**Supplied material**
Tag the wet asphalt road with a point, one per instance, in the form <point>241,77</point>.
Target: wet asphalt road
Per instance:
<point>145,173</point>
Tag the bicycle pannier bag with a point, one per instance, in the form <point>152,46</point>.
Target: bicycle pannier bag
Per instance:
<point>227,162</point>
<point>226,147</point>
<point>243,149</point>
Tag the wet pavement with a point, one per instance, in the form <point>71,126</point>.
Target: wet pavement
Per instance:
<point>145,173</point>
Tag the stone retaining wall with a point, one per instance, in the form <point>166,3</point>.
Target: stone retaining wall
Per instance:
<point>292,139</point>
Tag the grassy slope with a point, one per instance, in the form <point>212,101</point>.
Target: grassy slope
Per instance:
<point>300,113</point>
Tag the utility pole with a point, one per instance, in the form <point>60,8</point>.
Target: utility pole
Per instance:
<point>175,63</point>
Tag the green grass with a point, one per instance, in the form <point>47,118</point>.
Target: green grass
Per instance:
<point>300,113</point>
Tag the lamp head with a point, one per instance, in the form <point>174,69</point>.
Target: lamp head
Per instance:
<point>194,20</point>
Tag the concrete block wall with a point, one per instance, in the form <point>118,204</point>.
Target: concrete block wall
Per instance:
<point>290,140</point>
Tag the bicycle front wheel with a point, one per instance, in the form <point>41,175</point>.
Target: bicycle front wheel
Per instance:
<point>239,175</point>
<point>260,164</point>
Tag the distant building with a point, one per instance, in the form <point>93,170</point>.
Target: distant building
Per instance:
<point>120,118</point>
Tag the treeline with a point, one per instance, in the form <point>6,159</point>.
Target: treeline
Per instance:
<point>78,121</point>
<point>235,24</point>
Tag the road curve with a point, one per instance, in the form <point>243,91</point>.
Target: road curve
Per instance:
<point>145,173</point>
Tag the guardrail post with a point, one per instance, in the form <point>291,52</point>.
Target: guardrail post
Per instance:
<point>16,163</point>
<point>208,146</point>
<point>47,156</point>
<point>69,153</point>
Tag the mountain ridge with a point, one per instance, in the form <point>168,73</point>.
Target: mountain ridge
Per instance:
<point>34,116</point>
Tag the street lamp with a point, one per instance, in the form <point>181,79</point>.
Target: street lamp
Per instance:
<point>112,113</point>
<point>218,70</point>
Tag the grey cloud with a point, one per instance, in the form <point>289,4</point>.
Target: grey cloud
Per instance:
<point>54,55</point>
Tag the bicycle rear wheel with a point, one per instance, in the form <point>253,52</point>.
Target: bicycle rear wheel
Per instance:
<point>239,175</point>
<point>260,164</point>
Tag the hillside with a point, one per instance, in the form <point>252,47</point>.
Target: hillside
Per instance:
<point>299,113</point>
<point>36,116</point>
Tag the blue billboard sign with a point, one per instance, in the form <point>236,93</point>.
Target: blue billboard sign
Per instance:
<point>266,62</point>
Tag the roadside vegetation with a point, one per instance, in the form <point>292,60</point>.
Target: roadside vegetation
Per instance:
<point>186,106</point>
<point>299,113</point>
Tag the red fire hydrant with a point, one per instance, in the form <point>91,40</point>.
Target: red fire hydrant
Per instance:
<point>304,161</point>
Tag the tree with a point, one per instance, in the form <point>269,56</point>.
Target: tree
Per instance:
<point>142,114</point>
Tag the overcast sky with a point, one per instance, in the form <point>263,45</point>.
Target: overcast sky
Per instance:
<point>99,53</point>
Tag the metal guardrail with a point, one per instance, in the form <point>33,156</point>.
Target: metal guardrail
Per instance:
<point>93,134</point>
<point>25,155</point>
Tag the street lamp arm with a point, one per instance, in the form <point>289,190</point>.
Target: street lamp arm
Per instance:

**Assigned task**
Which lines in the material above include the string "grassy"? Pull them out.

**Solved problem**
Tag the grassy slope with a point, one per instance, in the form <point>212,101</point>.
Target: grassy slope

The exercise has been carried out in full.